Text shown
------------
I have a DataFrame like below:
df = pd.DataFrame({"id": [1, 2, 3, 4, 5],
"list": [[2, 51, 6, 8, 3], [19, 2, 11, 9], [6, 8, 3, 9, 10, 11], [4, 5], [8, 3, 9, 6]]})
I want to filter this DataFrame such that it only contains the row in which X
is a subsequence (so the order of the elements in X are the same as in the list and they not interleaved by other elements in the list) of the list
column.
for example, if X = [6, 8, 3]
, I want the output to look like this:
id list
1 [2, 51, 6, 8, 3]
3 [6, 8, 3, 9, 10, 11]
I know I can check if a list is a subsequence of another list with the following function (found on How to check subsequence exists in a list?):
def x_in_y(query, base):
l = len(query)
for i in range(len(base) - l + 1):
if base[i:i+l] == query:
return True
return False
I have two questions:
Question 1:
How to apply this to a Pandas DataFrame column like in my example?
Question 2:
Is this the most efficient way to do this? And if not, what would be? The function does not look that elegant/Pythonic, and I have to apply it to a very big DataFrame of about 200K rows.
[Note: the elements of the lists in the list
column are unique, should that help to optimize things]
------------
Information shown
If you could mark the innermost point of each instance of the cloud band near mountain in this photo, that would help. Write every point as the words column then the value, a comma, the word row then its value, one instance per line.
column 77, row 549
------------
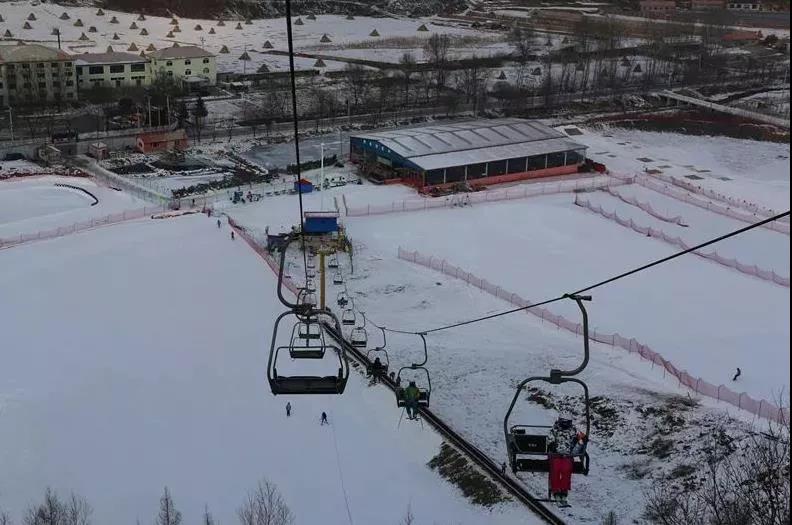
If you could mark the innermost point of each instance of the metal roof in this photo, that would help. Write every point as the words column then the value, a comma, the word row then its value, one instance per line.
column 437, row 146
------------
Reproduce the post above about filtering a pandas DataFrame by a list subsequence in full, word for word.

Task output
I have a DataFrame like below:
df = pd.DataFrame({"id": [1, 2, 3, 4, 5],
"list": [[2, 51, 6, 8, 3], [19, 2, 11, 9], [6, 8, 3, 9, 10, 11], [4, 5], [8, 3, 9, 6]]})
I want to filter this DataFrame such that it only contains the row in which X
is a subsequence (so the order of the elements in X are the same as in the list and they not interleaved by other elements in the list) of the list
column.
for example, if X = [6, 8, 3]
, I want the output to look like this:
id list
1 [2, 51, 6, 8, 3]
3 [6, 8, 3, 9, 10, 11]
I know I can check if a list is a subsequence of another list with the following function (found on How to check subsequence exists in a list?):
def x_in_y(query, base):
l = len(query)
for i in range(len(base) - l + 1):
if base[i:i+l] == query:
return True
return False
I have two questions:
Question 1:
How to apply this to a Pandas DataFrame column like in my example?
Question 2:
Is this the most efficient way to do this? And if not, what would be? The function does not look that elegant/Pythonic, and I have to apply it to a very big DataFrame of about 200K rows.
[Note: the elements of the lists in the list
column are unique, should that help to optimize things]